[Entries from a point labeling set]
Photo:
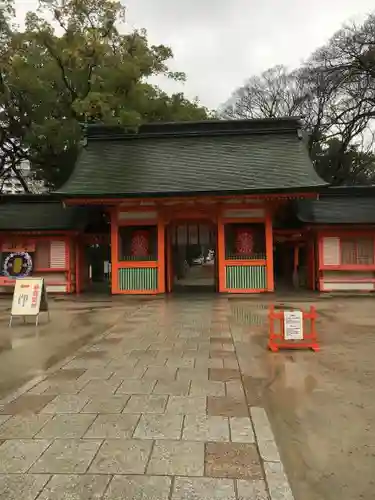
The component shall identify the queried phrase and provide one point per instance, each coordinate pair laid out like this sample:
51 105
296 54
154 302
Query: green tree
79 68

__What you are asked to do__: Copy every line of the entries above word for word, omitting the pictures.

__Correct answer__:
Photo:
The component shall identify the queried phrase and provide one point per instance, each coordinate pair laid out like this sample:
51 105
296 54
154 302
Query: green tree
79 68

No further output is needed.